-- Start Recorded information --

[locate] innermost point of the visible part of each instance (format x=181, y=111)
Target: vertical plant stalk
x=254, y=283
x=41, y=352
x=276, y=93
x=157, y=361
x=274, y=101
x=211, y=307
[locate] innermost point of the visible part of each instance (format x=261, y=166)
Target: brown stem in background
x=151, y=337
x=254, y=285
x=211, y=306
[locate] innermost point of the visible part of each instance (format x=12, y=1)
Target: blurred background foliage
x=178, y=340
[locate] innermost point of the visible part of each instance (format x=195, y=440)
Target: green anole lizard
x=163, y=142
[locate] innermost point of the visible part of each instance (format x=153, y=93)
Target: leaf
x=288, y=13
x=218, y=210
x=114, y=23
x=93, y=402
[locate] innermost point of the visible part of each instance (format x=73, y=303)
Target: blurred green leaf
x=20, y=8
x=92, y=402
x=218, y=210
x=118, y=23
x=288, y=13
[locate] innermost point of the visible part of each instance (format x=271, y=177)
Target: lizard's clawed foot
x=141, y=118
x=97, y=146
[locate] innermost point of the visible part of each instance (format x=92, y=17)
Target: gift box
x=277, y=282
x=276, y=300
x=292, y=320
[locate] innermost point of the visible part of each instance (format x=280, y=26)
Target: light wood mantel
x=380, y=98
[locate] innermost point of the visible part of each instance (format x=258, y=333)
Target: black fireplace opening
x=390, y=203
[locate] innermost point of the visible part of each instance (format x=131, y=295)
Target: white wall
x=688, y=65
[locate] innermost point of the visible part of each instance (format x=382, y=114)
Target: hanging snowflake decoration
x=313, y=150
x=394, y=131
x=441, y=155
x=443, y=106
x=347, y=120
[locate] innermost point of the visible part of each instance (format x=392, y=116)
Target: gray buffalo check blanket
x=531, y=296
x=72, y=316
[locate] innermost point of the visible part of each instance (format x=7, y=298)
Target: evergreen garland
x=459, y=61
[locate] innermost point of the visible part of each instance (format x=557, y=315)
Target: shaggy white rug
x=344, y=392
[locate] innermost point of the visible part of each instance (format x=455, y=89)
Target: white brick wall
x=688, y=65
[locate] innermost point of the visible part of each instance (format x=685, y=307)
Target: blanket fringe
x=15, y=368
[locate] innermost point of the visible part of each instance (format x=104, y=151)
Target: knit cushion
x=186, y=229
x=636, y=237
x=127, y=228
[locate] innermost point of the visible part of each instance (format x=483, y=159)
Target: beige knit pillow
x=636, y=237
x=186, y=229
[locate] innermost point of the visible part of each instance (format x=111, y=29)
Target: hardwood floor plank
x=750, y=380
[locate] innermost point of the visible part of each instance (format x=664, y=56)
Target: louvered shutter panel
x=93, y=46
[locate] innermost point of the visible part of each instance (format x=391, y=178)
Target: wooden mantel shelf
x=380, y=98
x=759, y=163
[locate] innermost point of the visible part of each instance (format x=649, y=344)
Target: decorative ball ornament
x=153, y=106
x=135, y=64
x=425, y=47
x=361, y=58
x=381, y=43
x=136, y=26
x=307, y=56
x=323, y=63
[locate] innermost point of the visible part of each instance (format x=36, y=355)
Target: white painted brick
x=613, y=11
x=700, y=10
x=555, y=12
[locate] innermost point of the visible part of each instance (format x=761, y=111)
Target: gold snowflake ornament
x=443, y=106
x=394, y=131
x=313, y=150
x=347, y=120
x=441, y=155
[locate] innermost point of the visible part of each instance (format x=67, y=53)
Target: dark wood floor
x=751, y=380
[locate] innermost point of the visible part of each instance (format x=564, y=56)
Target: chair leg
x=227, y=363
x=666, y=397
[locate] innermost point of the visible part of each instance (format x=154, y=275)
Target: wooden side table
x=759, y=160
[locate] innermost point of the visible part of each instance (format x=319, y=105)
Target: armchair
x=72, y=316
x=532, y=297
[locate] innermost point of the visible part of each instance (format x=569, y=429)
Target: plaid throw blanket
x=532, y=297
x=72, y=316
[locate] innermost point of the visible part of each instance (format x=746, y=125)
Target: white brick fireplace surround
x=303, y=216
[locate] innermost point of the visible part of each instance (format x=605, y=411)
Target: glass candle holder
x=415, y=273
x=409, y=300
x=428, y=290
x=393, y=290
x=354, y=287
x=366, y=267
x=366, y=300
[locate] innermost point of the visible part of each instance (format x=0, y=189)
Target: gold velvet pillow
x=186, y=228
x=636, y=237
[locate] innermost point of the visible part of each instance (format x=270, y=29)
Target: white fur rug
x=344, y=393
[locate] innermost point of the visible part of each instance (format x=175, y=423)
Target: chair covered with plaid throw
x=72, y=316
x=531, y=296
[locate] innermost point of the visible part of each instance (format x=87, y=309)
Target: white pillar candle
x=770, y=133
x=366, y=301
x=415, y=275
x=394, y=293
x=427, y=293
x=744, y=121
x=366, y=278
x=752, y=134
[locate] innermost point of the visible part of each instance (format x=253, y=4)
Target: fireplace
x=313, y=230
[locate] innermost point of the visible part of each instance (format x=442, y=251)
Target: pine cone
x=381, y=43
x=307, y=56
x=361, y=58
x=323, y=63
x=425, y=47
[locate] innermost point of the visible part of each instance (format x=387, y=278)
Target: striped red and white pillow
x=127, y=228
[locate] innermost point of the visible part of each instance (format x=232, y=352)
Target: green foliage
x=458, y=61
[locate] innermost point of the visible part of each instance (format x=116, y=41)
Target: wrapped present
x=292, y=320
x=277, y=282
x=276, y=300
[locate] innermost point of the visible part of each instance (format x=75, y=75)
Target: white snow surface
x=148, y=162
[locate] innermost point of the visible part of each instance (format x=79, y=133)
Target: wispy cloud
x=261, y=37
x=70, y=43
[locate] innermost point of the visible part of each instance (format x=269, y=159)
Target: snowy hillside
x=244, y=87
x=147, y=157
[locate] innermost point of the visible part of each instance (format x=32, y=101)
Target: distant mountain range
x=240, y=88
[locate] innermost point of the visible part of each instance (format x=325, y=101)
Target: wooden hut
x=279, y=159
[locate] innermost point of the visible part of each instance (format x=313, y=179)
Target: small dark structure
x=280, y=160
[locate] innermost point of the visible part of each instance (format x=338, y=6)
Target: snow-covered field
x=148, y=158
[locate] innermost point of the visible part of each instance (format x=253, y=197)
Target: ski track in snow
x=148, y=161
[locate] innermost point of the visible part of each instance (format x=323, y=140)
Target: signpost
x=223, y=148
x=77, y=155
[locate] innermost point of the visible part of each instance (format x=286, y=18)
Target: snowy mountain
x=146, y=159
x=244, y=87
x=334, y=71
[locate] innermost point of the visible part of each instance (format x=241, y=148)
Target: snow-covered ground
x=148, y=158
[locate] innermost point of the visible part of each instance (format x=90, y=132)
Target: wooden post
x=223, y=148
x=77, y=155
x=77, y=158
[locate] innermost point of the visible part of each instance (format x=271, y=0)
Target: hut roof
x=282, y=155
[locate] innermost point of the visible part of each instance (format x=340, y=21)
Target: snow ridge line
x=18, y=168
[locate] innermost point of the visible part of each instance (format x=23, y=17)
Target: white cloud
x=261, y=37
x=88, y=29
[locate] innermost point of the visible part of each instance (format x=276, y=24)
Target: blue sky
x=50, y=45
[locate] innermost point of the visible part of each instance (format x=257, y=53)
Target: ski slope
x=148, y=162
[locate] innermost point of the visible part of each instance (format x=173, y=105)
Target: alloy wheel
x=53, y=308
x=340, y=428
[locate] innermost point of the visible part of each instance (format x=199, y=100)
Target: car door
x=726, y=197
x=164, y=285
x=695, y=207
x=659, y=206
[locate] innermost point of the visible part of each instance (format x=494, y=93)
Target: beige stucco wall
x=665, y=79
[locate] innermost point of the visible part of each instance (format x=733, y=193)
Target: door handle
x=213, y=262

-- End Recorded information --

*What is being asked*. Convert all the items above into a two-column CSV with the header instruction,coordinates and one row per item. Put each item's text and its answer in a single quoted field, replacing line breaks with spaces.

*Correct result*.
instruction,coordinates
"[locate] innermost point of the visible part of each instance (format x=181, y=111) Target: vertical plant stalk","x=254, y=283 x=41, y=352 x=276, y=93 x=157, y=361 x=274, y=101 x=211, y=307"
"[locate] innermost point of the visible part of each instance (format x=261, y=166) Target: brown stem in background","x=151, y=337 x=254, y=285 x=211, y=306"
"[locate] innermost point of the visible part of each instance (format x=12, y=1) Target: blurred background foliage","x=178, y=340"
"[locate] innermost point of the visible part of each instance (format x=195, y=440) Target: green anole lizard","x=163, y=142"
"[locate] innermost point of the visible part of each instance (format x=153, y=93) Target: leaf","x=288, y=13 x=218, y=210 x=114, y=23 x=93, y=402"
"[locate] innermost point of the visible part of each instance (format x=73, y=303) Target: blurred green leaf","x=20, y=8 x=92, y=402 x=218, y=210 x=118, y=23 x=288, y=13"
"[locate] innermost point of the visible part of each instance (format x=271, y=177) Target: lizard's clawed foot","x=141, y=118 x=97, y=146"
"[locate] innermost point of the visible part of each instance (format x=92, y=17) Target: gift box","x=277, y=282 x=276, y=300 x=292, y=320"
"[locate] innermost point of the visible part of each instance (format x=280, y=26) Target: light wood mantel","x=380, y=98"
"[locate] innermost point of the visible part of each instance (format x=258, y=333) Target: black fireplace opening","x=390, y=203"
"[locate] innermost point of the visible part of each instance (format x=131, y=295) Target: white wall","x=688, y=65"
"[locate] innermost point of the visible part of each instance (format x=382, y=114) Target: hanging snowflake decoration","x=313, y=150 x=394, y=131 x=441, y=155 x=443, y=106 x=347, y=120"
"[locate] innermost point of the visible part of each instance (format x=392, y=116) Target: gray buffalo check blanket","x=531, y=296 x=72, y=316"
"[locate] innermost point of the visible part of each instance (format x=7, y=298) Target: evergreen garland","x=459, y=61"
"[locate] innermost point of the visible part of each instance (format x=557, y=315) Target: shaggy white rug","x=344, y=392"
"[locate] innermost point of the visible part of each instance (format x=455, y=89) Target: white brick wall","x=688, y=65"
"[locate] innermost point of the visible part of each instance (format x=685, y=307) Target: blanket fringe","x=15, y=368"
"[locate] innermost point of the visible part of each instance (format x=104, y=151) Target: knit cushion","x=186, y=229 x=636, y=237 x=127, y=228"
"[locate] innermost point of the visible part of each instance (format x=483, y=159) Target: beige knit pillow","x=636, y=237 x=186, y=229"
"[locate] innermost point of the visible part of each instance (format x=111, y=29) Target: hardwood floor plank","x=750, y=380"
"[locate] innermost point of the visible part of each instance (format x=664, y=56) Target: louvered shutter panel","x=93, y=46"
"[locate] innermost point of the visible part of each instance (format x=391, y=178) Target: wooden mantel shelf","x=380, y=98 x=759, y=163"
"[locate] innermost point of the visible part of each instance (format x=649, y=344) Target: decorative ball ornament","x=153, y=106 x=135, y=64 x=425, y=47 x=361, y=58 x=381, y=43 x=136, y=26 x=307, y=56 x=323, y=63"
"[locate] innermost point of the visible part of each instance (format x=36, y=355) Target: white painted brick","x=613, y=11 x=700, y=10 x=555, y=12"
"[locate] innermost point of the visible part of each instance (format x=761, y=111) Target: gold snowflake ornament","x=443, y=106 x=394, y=131 x=313, y=150 x=347, y=120 x=441, y=155"
"[locate] innermost point of the visible part of each instance (format x=67, y=53) Target: dark wood floor","x=751, y=380"
"[locate] innermost point of the visible part of each instance (format x=564, y=56) Target: chair leg","x=227, y=363 x=666, y=397"
"[locate] innermost point of the visible part of each instance (format x=154, y=275) Target: wooden side table","x=759, y=160"
"[locate] innermost point of the visible part of each instance (format x=319, y=105) Target: armchair","x=72, y=316 x=532, y=297"
"[locate] innermost point of the visible part of each instance (format x=569, y=429) Target: plaid throw blanket","x=532, y=297 x=72, y=316"
"[locate] innermost point of the visible part of each instance (format x=746, y=125) Target: white brick fireplace surround","x=303, y=216"
"[locate] innermost point of the visible part of each instance (format x=605, y=411) Target: glass candle holder","x=415, y=273 x=409, y=300 x=428, y=290 x=393, y=290 x=354, y=287 x=366, y=267 x=366, y=300"
"[locate] innermost point of the visible part of each instance (format x=0, y=189) Target: gold velvet pillow","x=186, y=228 x=636, y=237"
"[locate] innermost point of the visible part of each instance (format x=270, y=29) Target: white fur rug","x=344, y=393"
"[locate] innermost point of the visible part of each instance (format x=175, y=423) Target: chair covered with plaid throw","x=72, y=316 x=531, y=296"
"[locate] innermost point of the visible part of each instance (format x=87, y=309) Target: white pillar candle","x=770, y=133 x=366, y=301 x=415, y=275 x=394, y=293 x=427, y=293 x=744, y=121 x=366, y=278 x=752, y=134"
"[locate] innermost point of the visible part of each instance (format x=253, y=4) Target: fireplace","x=313, y=230"
"[locate] innermost point of the visible part of each instance (format x=442, y=251) Target: pine cone","x=381, y=43 x=307, y=56 x=361, y=58 x=323, y=63 x=425, y=47"
"[locate] innermost point of the visible part of each instance (format x=387, y=278) Target: striped red and white pillow","x=127, y=228"
"[locate] innermost point of the visible part of each instance (format x=232, y=352) Target: green foliage","x=458, y=61"
"[locate] innermost point of the visible part of each instance (format x=116, y=41) Target: wrapped present","x=292, y=320 x=277, y=282 x=276, y=300"
"[locate] innermost point of the visible part of each instance (format x=75, y=75) Target: white snow surface","x=148, y=162"
"[locate] innermost point of the visible part of each instance (format x=79, y=133) Target: wispy cloud","x=261, y=37 x=70, y=43"
"[locate] innermost point of the visible part of each instance (format x=269, y=159) Target: snowy hillside","x=244, y=87 x=147, y=157"
"[locate] innermost point of the visible part of each instance (format x=32, y=101) Target: distant mountain range","x=240, y=88"
"[locate] innermost point of the visible part of each instance (format x=325, y=101) Target: wooden hut","x=279, y=159"
"[locate] innermost point of the visible part of each instance (format x=313, y=179) Target: small dark structure","x=280, y=160"
"[locate] innermost point of the visible part of each instance (format x=338, y=6) Target: snow-covered field","x=148, y=158"
"[locate] innermost point of the visible part of each instance (format x=253, y=197) Target: ski track in snow","x=148, y=161"
"[locate] innermost point of the visible part of each instance (format x=323, y=140) Target: signpost","x=223, y=148 x=77, y=155"
"[locate] innermost point of the visible part of each instance (format x=286, y=18) Target: snowy mountain","x=146, y=159 x=244, y=87 x=334, y=71"
"[locate] innermost point of the visible part of each instance (format x=241, y=148) Target: snow-covered ground","x=148, y=158"
"[locate] innermost point of the visible part of each instance (format x=90, y=132) Target: wooden post","x=223, y=148 x=77, y=155 x=77, y=158"
"[locate] innermost point of the visible part of each instance (format x=271, y=0) Target: hut roof","x=282, y=155"
"[locate] innermost point of the visible part of each instance (format x=340, y=21) Target: snow ridge line","x=18, y=168"
"[locate] innermost point of the visible part of each instance (format x=23, y=17) Target: white cloud","x=261, y=37 x=88, y=29"
"[locate] innermost point of the visible part of each instance (format x=276, y=24) Target: blue sky","x=50, y=45"
"[locate] innermost point of the visible part of each instance (format x=257, y=53) Target: ski slope","x=148, y=162"
"[locate] innermost point of the visible part of each instance (format x=173, y=105) Target: alloy wheel","x=53, y=308 x=340, y=428"
"[locate] innermost point of the visible part of each instance (format x=199, y=100) Target: car door","x=726, y=197 x=164, y=285 x=695, y=207 x=659, y=206"
"[locate] innermost point of the visible part of each instance (format x=494, y=93) Target: beige stucco wall","x=665, y=79"
"[locate] innermost point of the visible part of each instance (format x=733, y=193) Target: door handle","x=213, y=262"